▶ [Exercise brief]: Your answer should consist of the lines in the following data that contain "lion".

╭─ Given data

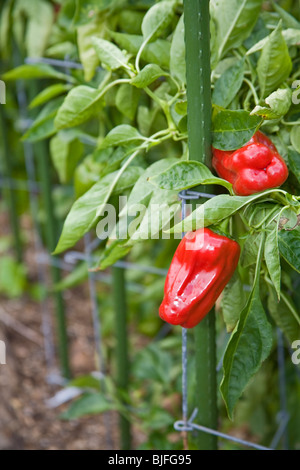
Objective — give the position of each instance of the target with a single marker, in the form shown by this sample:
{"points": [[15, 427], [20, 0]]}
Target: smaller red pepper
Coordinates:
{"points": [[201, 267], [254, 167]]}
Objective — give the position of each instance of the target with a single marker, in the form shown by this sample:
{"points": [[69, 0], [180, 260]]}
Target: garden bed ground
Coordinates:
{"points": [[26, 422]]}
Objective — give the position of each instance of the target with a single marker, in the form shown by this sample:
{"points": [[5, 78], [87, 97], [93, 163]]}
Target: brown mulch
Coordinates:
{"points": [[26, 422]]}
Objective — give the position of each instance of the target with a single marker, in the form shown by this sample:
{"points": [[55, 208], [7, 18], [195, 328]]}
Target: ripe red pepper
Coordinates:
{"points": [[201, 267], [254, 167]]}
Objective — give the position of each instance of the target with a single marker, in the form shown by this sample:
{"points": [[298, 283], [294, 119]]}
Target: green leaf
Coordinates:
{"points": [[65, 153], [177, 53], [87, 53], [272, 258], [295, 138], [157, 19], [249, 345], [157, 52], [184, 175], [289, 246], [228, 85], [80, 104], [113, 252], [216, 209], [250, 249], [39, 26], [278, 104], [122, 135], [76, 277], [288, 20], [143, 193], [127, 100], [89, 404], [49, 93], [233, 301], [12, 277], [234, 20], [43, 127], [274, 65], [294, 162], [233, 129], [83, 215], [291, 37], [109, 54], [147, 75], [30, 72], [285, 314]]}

╰─
╭─ Given data

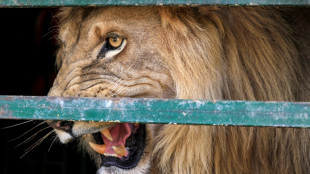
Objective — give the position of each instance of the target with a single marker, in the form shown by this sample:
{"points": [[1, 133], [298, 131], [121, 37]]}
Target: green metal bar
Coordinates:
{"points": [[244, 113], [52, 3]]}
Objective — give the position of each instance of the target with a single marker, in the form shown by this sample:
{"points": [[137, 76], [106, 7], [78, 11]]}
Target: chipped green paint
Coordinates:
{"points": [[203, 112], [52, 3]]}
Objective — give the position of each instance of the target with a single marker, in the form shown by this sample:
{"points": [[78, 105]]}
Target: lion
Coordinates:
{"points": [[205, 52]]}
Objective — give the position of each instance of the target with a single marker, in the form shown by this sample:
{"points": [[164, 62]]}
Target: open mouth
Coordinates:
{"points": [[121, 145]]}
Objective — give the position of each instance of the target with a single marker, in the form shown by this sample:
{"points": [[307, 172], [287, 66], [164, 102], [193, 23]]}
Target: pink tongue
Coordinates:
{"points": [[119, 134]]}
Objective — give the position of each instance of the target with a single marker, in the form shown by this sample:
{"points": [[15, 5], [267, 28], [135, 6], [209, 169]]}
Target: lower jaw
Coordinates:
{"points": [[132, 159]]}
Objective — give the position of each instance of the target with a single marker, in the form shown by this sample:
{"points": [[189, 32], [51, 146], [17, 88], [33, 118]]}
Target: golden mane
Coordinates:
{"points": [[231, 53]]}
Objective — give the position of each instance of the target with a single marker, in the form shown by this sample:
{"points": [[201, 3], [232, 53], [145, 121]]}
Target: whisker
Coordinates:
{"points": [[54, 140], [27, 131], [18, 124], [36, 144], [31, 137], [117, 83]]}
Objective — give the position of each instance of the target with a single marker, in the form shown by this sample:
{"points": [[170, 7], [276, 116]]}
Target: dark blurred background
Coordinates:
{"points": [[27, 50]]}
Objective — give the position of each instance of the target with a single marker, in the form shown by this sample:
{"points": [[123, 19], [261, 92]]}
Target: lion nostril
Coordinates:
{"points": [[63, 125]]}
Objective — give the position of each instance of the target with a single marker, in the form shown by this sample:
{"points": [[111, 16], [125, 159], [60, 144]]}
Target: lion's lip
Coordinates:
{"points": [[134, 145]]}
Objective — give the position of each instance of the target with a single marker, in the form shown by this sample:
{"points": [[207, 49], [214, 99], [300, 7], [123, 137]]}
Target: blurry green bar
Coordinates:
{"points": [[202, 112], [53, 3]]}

╰─

▶ [Answer]:
Target: lion
Target: lion nostril
Target: lion's lip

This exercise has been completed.